-- What to produce --
The needed output is the run of lines below from the one containing "Scan for glass" through the one containing "Scan for monk robe.", copied exactly and free of pictures.

-- Stored data entries --
※ ※ ※

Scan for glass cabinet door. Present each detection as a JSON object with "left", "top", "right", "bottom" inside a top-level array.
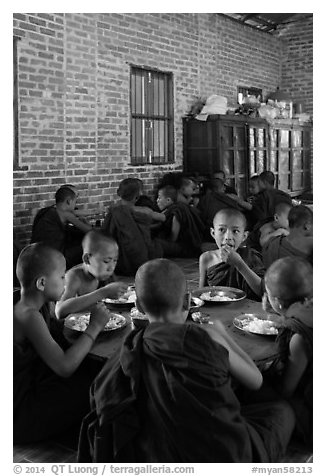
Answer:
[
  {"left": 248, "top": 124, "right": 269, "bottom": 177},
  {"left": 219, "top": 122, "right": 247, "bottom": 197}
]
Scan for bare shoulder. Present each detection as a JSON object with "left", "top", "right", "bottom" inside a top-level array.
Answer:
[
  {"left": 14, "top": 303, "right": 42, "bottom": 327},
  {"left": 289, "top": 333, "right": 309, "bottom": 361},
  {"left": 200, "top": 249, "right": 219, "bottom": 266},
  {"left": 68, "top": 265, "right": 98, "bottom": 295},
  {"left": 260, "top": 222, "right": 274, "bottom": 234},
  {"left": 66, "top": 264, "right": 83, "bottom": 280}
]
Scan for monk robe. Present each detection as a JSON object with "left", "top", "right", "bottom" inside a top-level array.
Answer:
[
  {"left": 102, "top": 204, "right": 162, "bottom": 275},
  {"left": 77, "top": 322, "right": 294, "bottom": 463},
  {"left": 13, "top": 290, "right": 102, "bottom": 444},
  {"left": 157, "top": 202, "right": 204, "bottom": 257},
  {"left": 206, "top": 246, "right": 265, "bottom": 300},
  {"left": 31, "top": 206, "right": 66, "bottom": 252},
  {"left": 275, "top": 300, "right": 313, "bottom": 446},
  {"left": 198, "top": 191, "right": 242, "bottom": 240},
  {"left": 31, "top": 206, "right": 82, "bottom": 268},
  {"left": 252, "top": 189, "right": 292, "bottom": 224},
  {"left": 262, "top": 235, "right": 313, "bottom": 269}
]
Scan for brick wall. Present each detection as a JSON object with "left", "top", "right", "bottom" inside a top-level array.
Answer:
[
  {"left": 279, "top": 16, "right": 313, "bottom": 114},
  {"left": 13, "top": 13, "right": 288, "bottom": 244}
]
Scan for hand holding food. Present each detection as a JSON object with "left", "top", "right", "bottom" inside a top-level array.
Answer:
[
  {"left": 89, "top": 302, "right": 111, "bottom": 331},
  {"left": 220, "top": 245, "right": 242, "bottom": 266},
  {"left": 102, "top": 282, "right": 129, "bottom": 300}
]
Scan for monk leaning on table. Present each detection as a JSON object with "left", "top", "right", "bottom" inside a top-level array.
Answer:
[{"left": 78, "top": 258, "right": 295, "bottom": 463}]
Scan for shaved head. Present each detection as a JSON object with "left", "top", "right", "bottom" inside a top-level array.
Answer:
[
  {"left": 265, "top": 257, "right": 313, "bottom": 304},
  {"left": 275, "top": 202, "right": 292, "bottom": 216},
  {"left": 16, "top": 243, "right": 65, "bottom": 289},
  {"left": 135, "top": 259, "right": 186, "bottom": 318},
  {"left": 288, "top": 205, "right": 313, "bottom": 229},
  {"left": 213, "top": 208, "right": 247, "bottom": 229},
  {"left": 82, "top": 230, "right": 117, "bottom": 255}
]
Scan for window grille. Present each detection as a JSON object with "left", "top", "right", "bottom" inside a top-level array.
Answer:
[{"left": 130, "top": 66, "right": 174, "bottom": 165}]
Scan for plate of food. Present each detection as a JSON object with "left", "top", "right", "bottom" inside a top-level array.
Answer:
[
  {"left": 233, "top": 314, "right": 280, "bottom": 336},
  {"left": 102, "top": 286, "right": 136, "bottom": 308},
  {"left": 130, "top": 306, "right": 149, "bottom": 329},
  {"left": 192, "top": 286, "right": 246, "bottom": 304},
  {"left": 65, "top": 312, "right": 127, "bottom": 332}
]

※ ※ ※

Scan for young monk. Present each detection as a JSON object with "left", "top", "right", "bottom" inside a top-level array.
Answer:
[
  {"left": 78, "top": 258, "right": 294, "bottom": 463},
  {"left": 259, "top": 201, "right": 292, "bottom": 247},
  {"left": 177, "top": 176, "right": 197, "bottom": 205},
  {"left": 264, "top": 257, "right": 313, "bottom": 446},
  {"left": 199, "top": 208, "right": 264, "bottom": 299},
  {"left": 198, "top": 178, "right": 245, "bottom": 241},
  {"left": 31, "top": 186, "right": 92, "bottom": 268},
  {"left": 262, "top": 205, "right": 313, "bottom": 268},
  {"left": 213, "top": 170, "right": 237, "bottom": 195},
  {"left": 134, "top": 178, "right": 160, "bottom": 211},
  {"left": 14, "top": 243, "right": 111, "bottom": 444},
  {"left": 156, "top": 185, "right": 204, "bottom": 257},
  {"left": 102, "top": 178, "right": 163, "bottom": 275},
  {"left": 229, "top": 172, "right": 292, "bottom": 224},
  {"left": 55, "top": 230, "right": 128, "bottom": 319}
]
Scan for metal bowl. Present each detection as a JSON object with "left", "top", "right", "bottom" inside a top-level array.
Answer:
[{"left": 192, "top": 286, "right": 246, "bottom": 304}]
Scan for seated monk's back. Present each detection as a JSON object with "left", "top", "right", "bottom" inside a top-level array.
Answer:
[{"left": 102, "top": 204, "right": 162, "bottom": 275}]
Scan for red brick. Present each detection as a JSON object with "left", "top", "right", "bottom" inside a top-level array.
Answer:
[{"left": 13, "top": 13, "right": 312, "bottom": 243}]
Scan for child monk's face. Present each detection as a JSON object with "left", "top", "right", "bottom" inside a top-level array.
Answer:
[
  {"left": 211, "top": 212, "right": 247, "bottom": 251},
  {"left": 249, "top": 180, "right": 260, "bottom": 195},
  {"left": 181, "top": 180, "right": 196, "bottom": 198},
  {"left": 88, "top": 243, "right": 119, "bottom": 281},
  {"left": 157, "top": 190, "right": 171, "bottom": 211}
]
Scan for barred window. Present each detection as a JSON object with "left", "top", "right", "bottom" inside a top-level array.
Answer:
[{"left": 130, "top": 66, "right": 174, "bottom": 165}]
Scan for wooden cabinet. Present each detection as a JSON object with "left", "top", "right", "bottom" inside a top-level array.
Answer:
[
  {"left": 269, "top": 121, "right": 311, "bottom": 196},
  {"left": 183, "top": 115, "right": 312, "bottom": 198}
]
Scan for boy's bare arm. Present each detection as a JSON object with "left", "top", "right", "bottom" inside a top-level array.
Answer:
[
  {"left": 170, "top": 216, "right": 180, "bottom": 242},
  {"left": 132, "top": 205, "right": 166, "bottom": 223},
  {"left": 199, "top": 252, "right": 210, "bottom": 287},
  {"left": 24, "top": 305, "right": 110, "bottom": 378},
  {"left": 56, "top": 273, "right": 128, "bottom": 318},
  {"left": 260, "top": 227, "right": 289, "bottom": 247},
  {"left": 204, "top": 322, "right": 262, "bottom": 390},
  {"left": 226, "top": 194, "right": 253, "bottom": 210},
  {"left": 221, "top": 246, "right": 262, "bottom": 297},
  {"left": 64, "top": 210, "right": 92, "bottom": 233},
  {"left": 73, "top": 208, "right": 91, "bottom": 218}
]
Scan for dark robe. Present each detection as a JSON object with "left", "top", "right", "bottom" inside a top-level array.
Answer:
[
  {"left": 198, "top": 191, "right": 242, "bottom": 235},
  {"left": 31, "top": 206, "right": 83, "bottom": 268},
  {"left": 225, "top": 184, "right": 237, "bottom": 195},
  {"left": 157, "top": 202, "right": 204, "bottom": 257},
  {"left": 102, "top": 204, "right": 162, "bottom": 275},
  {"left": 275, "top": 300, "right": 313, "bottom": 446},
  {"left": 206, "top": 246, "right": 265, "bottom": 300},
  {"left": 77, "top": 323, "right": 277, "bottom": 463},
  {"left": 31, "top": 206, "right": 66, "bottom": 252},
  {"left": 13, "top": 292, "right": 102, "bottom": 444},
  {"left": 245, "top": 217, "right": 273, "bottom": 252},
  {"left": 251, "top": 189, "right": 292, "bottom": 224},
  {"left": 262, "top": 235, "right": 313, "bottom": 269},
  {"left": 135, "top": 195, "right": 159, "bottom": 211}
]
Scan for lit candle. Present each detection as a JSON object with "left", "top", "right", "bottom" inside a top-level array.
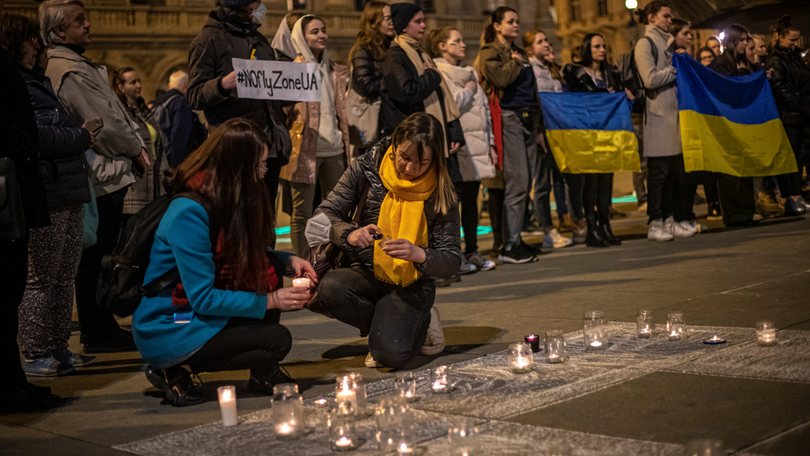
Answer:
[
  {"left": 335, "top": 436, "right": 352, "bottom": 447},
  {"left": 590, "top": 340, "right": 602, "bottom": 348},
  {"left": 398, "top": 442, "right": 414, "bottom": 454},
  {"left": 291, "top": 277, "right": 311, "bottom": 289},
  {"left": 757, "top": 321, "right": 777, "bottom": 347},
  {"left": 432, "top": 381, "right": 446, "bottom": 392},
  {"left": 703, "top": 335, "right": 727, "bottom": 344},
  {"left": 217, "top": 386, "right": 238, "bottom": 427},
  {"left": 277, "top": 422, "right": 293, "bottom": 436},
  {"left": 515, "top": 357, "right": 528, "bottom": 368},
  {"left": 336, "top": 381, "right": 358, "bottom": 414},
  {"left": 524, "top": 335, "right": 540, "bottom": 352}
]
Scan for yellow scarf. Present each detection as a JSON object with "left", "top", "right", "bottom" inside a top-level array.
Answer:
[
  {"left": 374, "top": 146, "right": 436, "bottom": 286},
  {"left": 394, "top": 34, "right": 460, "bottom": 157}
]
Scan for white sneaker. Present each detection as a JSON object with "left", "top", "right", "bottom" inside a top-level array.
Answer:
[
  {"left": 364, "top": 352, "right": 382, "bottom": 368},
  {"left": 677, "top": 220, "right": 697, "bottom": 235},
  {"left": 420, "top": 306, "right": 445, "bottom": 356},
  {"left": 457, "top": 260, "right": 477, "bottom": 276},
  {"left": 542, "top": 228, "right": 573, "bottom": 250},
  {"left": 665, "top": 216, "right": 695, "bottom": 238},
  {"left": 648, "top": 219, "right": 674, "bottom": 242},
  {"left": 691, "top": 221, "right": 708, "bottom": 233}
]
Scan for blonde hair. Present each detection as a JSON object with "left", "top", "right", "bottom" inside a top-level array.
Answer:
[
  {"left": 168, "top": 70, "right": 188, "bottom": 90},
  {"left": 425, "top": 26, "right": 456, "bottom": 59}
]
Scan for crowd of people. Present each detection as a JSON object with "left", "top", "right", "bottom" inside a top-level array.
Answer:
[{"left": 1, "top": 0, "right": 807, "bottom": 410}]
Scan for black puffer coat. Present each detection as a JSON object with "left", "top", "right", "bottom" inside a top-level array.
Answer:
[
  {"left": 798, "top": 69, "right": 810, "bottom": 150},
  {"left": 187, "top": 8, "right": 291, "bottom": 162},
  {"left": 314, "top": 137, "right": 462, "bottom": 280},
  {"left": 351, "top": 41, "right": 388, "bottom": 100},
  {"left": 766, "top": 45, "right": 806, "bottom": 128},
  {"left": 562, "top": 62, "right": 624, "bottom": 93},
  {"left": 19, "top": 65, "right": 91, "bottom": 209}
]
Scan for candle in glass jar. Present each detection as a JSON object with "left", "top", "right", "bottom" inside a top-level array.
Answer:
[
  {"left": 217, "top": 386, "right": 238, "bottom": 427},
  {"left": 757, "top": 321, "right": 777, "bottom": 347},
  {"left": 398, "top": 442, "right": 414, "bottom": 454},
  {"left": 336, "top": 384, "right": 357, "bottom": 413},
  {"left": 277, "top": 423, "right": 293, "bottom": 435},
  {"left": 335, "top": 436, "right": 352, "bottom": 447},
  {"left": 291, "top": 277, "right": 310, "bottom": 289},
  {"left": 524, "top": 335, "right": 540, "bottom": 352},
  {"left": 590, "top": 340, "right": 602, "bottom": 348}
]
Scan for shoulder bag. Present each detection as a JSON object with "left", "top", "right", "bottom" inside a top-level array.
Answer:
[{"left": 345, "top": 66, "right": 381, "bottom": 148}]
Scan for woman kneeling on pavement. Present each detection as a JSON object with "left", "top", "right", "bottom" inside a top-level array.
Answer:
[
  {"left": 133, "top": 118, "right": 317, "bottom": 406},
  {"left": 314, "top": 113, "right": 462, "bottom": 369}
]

※ ※ ※

-- Exercise result --
Scan for glass cabinet door. Present each detection as a JSON object with "left", "top", "right", "bottom" inside a top-level array.
Answer:
[
  {"left": 248, "top": 124, "right": 269, "bottom": 177},
  {"left": 219, "top": 122, "right": 247, "bottom": 197}
]
Scan for bare shoulder. Present each detection as a JSON object with "left", "top", "right", "bottom" inside a top-level array.
Answer:
[
  {"left": 14, "top": 303, "right": 42, "bottom": 327},
  {"left": 289, "top": 333, "right": 309, "bottom": 361},
  {"left": 200, "top": 249, "right": 219, "bottom": 266},
  {"left": 68, "top": 265, "right": 98, "bottom": 295},
  {"left": 260, "top": 222, "right": 274, "bottom": 234},
  {"left": 66, "top": 264, "right": 83, "bottom": 280}
]
Scan for monk robe. Present each detection as a JSON object with "left", "top", "right", "bottom" inside a top-level array.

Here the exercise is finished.